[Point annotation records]
** Begin **
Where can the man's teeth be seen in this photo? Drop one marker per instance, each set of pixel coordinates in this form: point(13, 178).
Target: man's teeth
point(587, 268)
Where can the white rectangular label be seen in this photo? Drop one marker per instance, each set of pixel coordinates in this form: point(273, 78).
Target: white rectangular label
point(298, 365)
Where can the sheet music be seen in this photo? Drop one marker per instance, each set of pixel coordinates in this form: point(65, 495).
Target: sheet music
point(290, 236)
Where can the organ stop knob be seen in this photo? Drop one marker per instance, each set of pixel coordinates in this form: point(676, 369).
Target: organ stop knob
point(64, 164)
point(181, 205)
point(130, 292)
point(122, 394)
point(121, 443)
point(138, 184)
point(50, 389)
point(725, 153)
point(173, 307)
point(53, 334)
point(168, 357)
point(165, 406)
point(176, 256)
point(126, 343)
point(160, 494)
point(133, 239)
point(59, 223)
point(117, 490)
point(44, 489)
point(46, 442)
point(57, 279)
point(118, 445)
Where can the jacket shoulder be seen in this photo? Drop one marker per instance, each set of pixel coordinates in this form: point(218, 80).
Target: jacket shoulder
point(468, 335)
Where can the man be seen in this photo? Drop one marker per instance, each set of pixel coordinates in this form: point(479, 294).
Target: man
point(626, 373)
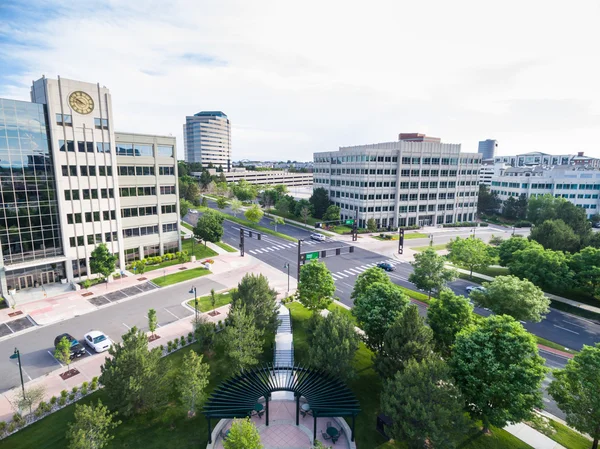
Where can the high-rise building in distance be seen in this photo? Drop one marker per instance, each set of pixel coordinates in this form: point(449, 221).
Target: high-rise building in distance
point(207, 139)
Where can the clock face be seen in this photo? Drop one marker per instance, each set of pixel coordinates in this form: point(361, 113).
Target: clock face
point(81, 102)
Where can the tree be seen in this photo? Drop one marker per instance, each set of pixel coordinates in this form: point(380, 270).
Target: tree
point(192, 380)
point(425, 405)
point(555, 235)
point(509, 295)
point(408, 338)
point(332, 213)
point(497, 367)
point(235, 205)
point(254, 214)
point(277, 221)
point(575, 390)
point(242, 339)
point(545, 268)
point(221, 202)
point(447, 316)
point(371, 225)
point(429, 273)
point(135, 378)
point(470, 253)
point(209, 227)
point(316, 286)
point(92, 426)
point(243, 434)
point(333, 344)
point(319, 201)
point(260, 300)
point(586, 267)
point(62, 353)
point(152, 321)
point(102, 261)
point(376, 309)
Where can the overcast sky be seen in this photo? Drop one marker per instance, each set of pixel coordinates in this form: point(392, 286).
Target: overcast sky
point(306, 76)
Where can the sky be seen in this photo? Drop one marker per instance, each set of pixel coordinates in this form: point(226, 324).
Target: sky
point(301, 77)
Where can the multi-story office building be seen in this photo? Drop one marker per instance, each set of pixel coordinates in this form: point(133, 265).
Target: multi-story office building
point(401, 183)
point(61, 185)
point(579, 185)
point(487, 148)
point(207, 139)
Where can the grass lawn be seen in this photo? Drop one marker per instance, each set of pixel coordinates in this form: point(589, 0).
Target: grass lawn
point(204, 304)
point(184, 275)
point(226, 247)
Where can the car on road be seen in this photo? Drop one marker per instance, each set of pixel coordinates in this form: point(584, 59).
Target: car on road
point(77, 349)
point(386, 266)
point(98, 341)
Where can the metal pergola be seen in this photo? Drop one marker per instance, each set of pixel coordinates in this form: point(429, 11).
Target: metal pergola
point(327, 396)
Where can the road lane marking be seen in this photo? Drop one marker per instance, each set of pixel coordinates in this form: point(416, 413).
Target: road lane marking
point(565, 329)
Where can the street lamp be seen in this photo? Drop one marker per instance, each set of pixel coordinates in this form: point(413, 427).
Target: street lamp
point(17, 355)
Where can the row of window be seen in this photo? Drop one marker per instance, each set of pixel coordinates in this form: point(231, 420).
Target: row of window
point(87, 194)
point(86, 170)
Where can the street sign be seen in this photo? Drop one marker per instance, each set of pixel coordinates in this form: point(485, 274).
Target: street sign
point(312, 256)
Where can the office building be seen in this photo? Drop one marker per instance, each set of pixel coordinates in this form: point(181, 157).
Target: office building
point(487, 148)
point(579, 185)
point(61, 180)
point(207, 139)
point(401, 183)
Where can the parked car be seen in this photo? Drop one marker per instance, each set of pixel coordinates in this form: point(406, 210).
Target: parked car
point(386, 266)
point(98, 341)
point(77, 349)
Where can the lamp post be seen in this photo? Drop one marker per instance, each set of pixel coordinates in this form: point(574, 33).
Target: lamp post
point(17, 355)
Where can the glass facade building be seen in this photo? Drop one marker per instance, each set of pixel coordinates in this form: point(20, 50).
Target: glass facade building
point(29, 222)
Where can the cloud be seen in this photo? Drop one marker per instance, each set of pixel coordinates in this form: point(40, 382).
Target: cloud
point(295, 78)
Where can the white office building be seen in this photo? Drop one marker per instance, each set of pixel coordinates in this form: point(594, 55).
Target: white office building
point(401, 183)
point(207, 139)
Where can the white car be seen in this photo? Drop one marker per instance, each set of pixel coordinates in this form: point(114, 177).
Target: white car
point(98, 341)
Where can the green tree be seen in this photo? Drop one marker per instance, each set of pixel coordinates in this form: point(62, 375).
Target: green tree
point(333, 344)
point(243, 434)
point(509, 295)
point(425, 406)
point(366, 279)
point(545, 268)
point(555, 235)
point(152, 321)
point(447, 316)
point(254, 214)
point(242, 339)
point(497, 367)
point(575, 390)
point(470, 253)
point(371, 225)
point(192, 380)
point(260, 300)
point(209, 227)
point(377, 309)
point(92, 426)
point(135, 378)
point(319, 201)
point(429, 272)
point(102, 261)
point(586, 268)
point(408, 338)
point(316, 286)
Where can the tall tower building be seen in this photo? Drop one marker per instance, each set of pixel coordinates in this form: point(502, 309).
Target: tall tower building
point(487, 148)
point(207, 139)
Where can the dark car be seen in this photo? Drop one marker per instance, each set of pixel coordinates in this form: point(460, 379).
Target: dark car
point(386, 266)
point(77, 349)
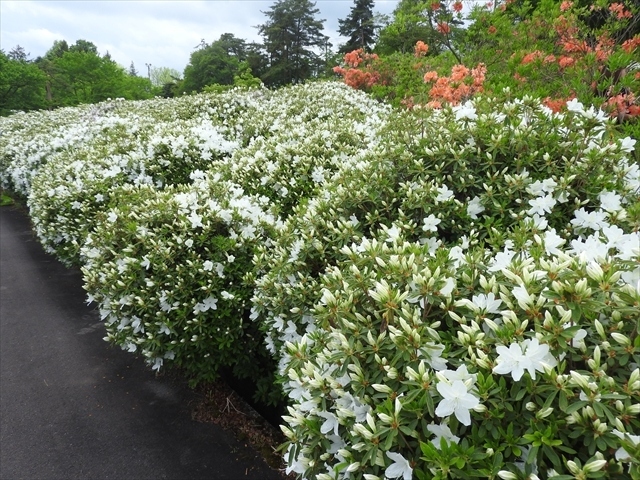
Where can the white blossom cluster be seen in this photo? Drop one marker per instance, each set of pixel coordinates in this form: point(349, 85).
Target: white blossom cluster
point(440, 290)
point(467, 255)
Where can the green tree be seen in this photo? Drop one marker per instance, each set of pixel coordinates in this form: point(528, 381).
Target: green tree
point(57, 50)
point(293, 40)
point(359, 27)
point(215, 63)
point(132, 70)
point(78, 74)
point(22, 83)
point(427, 20)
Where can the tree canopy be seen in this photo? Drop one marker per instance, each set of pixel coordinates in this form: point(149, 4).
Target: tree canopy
point(293, 41)
point(215, 63)
point(359, 27)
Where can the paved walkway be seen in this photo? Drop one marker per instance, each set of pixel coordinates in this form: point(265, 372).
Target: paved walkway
point(73, 407)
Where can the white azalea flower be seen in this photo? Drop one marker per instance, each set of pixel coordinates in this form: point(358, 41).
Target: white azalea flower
point(399, 468)
point(552, 241)
point(444, 194)
point(610, 201)
point(595, 220)
point(330, 423)
point(456, 399)
point(475, 207)
point(516, 359)
point(487, 303)
point(442, 431)
point(541, 205)
point(430, 223)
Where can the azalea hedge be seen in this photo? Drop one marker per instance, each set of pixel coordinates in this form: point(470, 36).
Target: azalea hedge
point(436, 293)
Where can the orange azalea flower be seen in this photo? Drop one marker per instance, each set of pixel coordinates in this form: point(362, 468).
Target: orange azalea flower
point(556, 105)
point(519, 78)
point(619, 11)
point(631, 44)
point(565, 62)
point(458, 72)
point(443, 27)
point(421, 49)
point(430, 76)
point(530, 57)
point(566, 5)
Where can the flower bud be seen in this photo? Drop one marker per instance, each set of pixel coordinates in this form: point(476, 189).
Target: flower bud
point(594, 270)
point(573, 467)
point(621, 339)
point(634, 409)
point(599, 328)
point(594, 466)
point(544, 413)
point(353, 467)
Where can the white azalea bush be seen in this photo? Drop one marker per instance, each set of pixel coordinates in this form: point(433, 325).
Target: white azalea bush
point(415, 337)
point(73, 185)
point(103, 249)
point(443, 294)
point(167, 270)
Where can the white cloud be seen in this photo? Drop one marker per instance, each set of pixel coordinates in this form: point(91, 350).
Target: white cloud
point(161, 33)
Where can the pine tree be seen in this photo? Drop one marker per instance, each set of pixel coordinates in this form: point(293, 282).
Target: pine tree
point(132, 70)
point(359, 27)
point(290, 35)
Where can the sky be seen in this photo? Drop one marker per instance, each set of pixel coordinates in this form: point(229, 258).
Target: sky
point(159, 33)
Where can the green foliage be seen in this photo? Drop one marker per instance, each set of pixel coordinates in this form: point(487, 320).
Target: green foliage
point(215, 63)
point(388, 276)
point(359, 27)
point(290, 34)
point(22, 85)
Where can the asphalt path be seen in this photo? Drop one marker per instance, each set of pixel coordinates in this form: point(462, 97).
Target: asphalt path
point(73, 407)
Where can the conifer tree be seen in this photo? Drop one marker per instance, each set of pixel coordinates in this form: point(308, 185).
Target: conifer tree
point(359, 27)
point(293, 41)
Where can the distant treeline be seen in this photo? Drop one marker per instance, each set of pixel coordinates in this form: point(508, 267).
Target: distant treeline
point(294, 49)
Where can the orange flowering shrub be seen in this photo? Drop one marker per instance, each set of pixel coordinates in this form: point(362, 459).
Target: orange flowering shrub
point(421, 49)
point(461, 85)
point(358, 79)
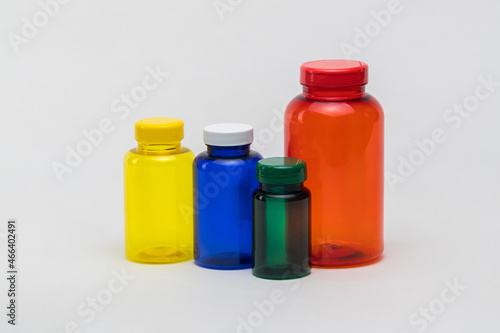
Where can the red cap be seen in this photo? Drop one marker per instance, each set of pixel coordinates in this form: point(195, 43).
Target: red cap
point(334, 73)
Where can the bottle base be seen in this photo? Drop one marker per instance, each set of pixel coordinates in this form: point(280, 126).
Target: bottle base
point(342, 255)
point(158, 255)
point(226, 261)
point(280, 272)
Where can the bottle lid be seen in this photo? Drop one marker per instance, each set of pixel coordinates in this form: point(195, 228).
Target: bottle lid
point(281, 171)
point(159, 130)
point(334, 73)
point(228, 134)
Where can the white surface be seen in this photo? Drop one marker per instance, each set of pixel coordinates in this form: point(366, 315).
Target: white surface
point(442, 222)
point(228, 134)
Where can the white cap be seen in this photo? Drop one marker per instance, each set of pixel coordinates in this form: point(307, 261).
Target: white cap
point(228, 134)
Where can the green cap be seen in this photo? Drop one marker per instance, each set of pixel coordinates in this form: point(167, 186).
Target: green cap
point(281, 171)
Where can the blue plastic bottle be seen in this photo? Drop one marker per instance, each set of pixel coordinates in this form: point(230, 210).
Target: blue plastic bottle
point(224, 181)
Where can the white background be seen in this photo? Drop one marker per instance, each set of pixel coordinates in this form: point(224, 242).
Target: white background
point(441, 223)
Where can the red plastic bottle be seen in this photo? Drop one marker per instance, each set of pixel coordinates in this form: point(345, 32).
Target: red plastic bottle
point(338, 130)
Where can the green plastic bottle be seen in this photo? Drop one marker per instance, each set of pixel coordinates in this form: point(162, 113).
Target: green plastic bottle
point(282, 220)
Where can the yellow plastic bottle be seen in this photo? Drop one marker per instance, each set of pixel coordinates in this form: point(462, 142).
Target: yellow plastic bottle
point(159, 194)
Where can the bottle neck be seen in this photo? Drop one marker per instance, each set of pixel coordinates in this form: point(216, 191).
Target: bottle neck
point(229, 151)
point(333, 94)
point(159, 148)
point(282, 189)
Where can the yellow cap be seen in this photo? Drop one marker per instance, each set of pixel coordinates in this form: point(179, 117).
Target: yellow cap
point(159, 130)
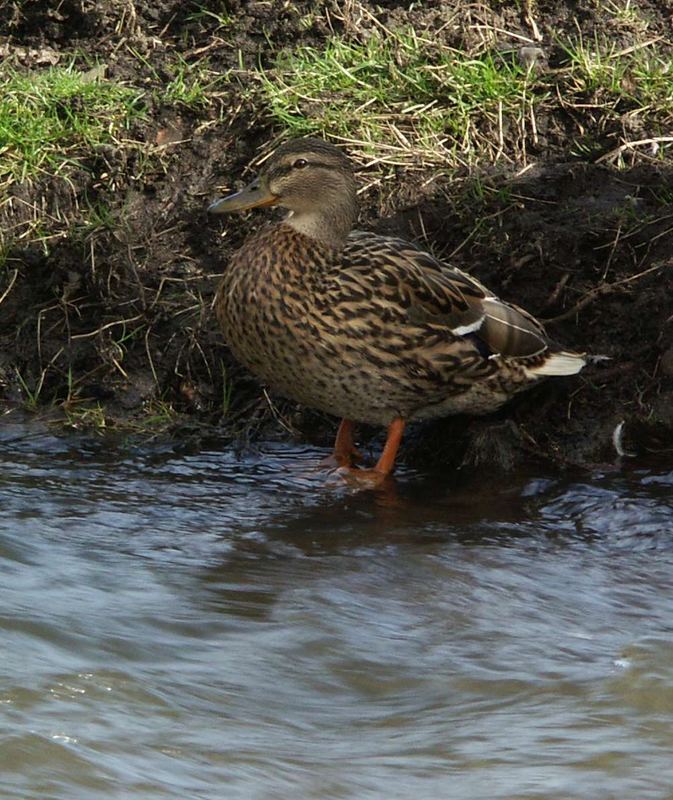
** End **
Requirement
Locate every line in the material above that contains the word "azalea" and copy each such line in full. Case counts.

Correct response
Where can the white azalea flower be seen in this photo? Drop one marker per instance, each set of pixel coordinates in this form: point(358, 41).
Target: white azalea flower
Where can the azalea hedge be seen in this photo? Drop one marker per instance, each set of pixel coordinates in this form: point(470, 36).
Target: azalea hedge
Where can the orange azalea flower be seen in this photo? Drop one marker per instance, each set of pixel coordinates in this form: point(362, 468).
Target: orange azalea flower
Where can the white azalea bush be seen in this photo? Drop one marker per instance, each set of pixel coordinates in this form: point(433, 325).
Target: white azalea bush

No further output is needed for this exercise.